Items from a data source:

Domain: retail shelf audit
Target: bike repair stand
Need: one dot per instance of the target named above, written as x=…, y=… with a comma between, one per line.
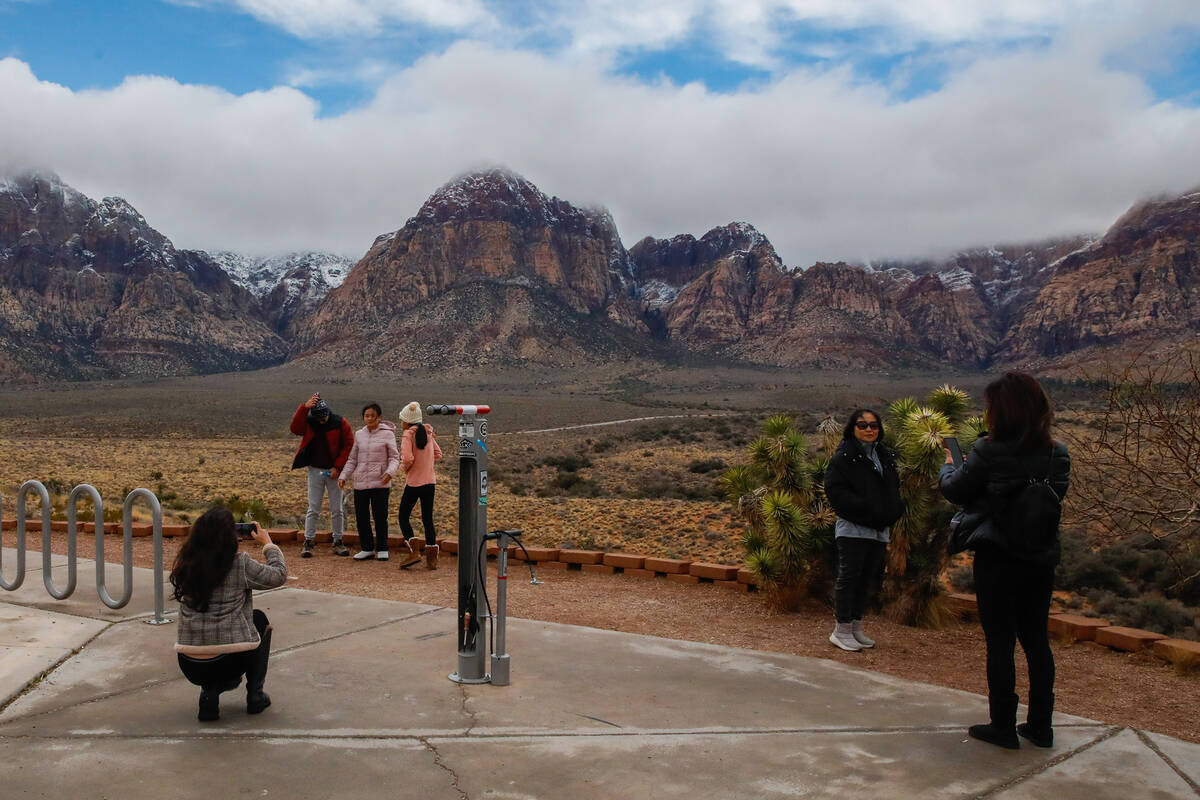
x=472, y=527
x=499, y=657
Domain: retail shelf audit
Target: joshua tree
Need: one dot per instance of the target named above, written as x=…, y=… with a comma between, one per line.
x=789, y=537
x=917, y=554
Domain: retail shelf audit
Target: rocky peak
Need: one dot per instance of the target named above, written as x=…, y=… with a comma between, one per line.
x=1139, y=283
x=663, y=268
x=503, y=196
x=112, y=294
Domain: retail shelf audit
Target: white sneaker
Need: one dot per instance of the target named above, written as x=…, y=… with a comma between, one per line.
x=844, y=638
x=856, y=630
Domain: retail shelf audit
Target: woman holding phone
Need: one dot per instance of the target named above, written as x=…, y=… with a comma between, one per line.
x=863, y=487
x=221, y=635
x=1013, y=572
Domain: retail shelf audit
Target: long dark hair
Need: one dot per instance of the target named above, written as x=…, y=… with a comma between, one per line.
x=855, y=416
x=205, y=558
x=1018, y=410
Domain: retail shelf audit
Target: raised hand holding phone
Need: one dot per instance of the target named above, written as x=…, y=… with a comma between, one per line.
x=953, y=451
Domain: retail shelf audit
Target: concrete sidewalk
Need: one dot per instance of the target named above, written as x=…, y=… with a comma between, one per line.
x=93, y=705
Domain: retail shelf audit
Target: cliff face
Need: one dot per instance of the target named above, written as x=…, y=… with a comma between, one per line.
x=557, y=277
x=1138, y=284
x=493, y=271
x=89, y=289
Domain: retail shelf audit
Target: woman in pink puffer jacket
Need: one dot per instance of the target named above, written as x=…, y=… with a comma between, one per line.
x=373, y=462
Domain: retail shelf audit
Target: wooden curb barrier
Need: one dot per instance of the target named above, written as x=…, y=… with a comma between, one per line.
x=735, y=577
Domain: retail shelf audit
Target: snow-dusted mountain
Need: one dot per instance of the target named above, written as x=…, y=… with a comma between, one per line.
x=261, y=275
x=287, y=286
x=89, y=289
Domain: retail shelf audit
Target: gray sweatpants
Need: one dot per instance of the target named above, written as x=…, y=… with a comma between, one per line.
x=318, y=483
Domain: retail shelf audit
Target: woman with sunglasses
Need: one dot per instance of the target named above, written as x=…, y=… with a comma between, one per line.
x=863, y=487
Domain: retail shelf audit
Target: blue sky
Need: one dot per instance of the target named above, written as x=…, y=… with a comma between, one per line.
x=222, y=120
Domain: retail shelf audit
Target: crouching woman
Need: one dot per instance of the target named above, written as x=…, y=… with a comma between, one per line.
x=221, y=636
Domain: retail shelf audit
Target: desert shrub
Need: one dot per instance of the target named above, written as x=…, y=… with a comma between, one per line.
x=57, y=486
x=1151, y=612
x=1132, y=582
x=789, y=535
x=961, y=577
x=568, y=463
x=576, y=485
x=252, y=510
x=917, y=555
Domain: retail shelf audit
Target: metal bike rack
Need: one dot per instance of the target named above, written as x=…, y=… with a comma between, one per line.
x=72, y=530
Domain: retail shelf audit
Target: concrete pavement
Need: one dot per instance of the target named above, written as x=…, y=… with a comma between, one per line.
x=93, y=705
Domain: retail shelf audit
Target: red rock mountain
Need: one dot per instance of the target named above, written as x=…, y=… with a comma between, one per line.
x=490, y=270
x=1137, y=287
x=89, y=289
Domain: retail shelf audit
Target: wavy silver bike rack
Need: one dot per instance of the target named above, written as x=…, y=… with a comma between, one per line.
x=72, y=529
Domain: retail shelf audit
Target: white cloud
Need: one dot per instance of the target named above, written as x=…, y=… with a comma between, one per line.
x=1015, y=146
x=333, y=18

● **Written task**
Please format every one of the items above as a numbered list, dropping any blank lines and leaving the pictures out.

● **Solution to this exercise**
1. Domain: retail shelf audit
2. Target: bike repair stand
3. Need: one dot per instance of the target named above, written as x=…, y=… with a comma between, one per line.
4. x=472, y=527
5. x=499, y=657
6. Domain: retail shelf audit
7. Target: joshua tree
8. Need: one dot per instance of the target named above, written as x=…, y=… with a comma between, one per line.
9. x=789, y=537
10. x=917, y=554
11. Domain: retail shelf audit
12. Target: rocky peak
13. Need: one dot per instance of the target named above, written as x=…, y=… with a comma between, one per line.
14. x=1139, y=283
15. x=663, y=268
16. x=503, y=196
17. x=112, y=294
18. Domain: retail shelf audit
19. Target: white sneaker
20. Need: one dot per instance of the target named above, written as x=…, y=… with a comma between, one per line.
21. x=844, y=638
22. x=856, y=630
23. Domain: retail shelf audit
24. Target: woman holding phone
25. Need: one dot per instance of the target named above, written as x=…, y=… with a comma between, one per line.
26. x=863, y=487
27. x=221, y=635
28. x=1013, y=572
29. Domain: retail shelf audit
30. Target: long dark hair
31. Need: one dot per instance of the target named above, written as x=…, y=… with a comma between, one per line.
32. x=855, y=416
33. x=205, y=558
34. x=1018, y=410
35. Domain: retail shelf audit
36. Target: raised hand holding phone
37. Need: one dot per instance of the target named above, written as x=…, y=… with a comma between, one per line.
38. x=953, y=451
39. Domain: retail shelf audit
40. Target: concrete sidewalk
41. Need: one dot per instance of the target named above, written as x=…, y=… with a comma between, one per line.
42. x=93, y=705
43. Domain: retail shelf audit
44. Target: cliff face
45. Need: one dot per instance of the target named above, written as x=…, y=… with a comma between, one per line.
46. x=557, y=277
47. x=1138, y=284
48. x=493, y=271
49. x=89, y=289
50. Domain: retail shelf audit
51. Target: woman in pink puffer jacket
52. Need: one dot per instance of the target named above, written as x=…, y=… with a comma between, one per line.
53. x=373, y=462
54. Domain: retail shelf audit
55. Target: wooden curb barrier
56. Need: one dot per instance of the target named above, written as x=…, y=… with a comma between, one per line.
57. x=735, y=577
58. Domain: retail shelf audit
59. Target: snow-dusted mountain
60. Need: one dot per instance of the target named above, written as x=…, y=… with a comma between, one per line.
61. x=261, y=275
62. x=287, y=286
63. x=89, y=289
64. Domain: retail shelf audit
65. Target: gray sweatpants
66. Need: one dot per instance of the target named above, written as x=…, y=… with a comma between, one per line.
67. x=318, y=483
68. Domain: retail shelf audit
69. Target: woman with sunglasses
70. Need: one dot per instance of the target named above, written as x=…, y=… with a comma between, one per line.
71. x=863, y=487
72. Domain: retail shelf audit
73. Target: blue sky
74. Need: one dot per instance of the target named above, written as x=…, y=… with a comma between, one per line.
75. x=222, y=120
76. Domain: retail shelf audit
77. Target: crouching woman
78. Need: one dot per instance of the target named above, written as x=…, y=… with a comma between, one per line.
79. x=221, y=636
80. Domain: retail shelf audit
81. Target: desert shrub
82. Need: one dot per instance of the target named above, written as x=…, y=… with a comma between, one per line.
83. x=57, y=486
84. x=1151, y=612
85. x=1132, y=582
86. x=789, y=535
87. x=961, y=577
88. x=568, y=463
89. x=576, y=485
90. x=252, y=510
91. x=917, y=555
92. Domain: retail shelf audit
93. Target: metal bike rack
94. Need: one dot per instance of the target named above, written as x=…, y=… with a comma between, one per line.
95. x=72, y=530
96. Domain: retail shelf audit
97. Target: concrete pavement
98. Need: one dot per instance of the target named above, written as x=…, y=… with a comma between, one per line.
99. x=93, y=705
100. Domain: retail shelf audit
101. Target: red rock mountain
102. Need: one dot per instance of the target named above, written as x=…, y=… with a comma between, one per line.
103. x=490, y=270
104. x=1137, y=287
105. x=89, y=289
106. Domain: retail shelf audit
107. Target: wavy silver bike rack
108. Need: one dot per instance of the target named above, written as x=…, y=… with a comma between, one per line.
109. x=72, y=529
110. Domain: retail shelf audit
111. Target: white cloud
112. Need: one dot per instance of the target named above, written as x=…, y=… with a comma between, one per line.
113. x=1015, y=146
114. x=333, y=18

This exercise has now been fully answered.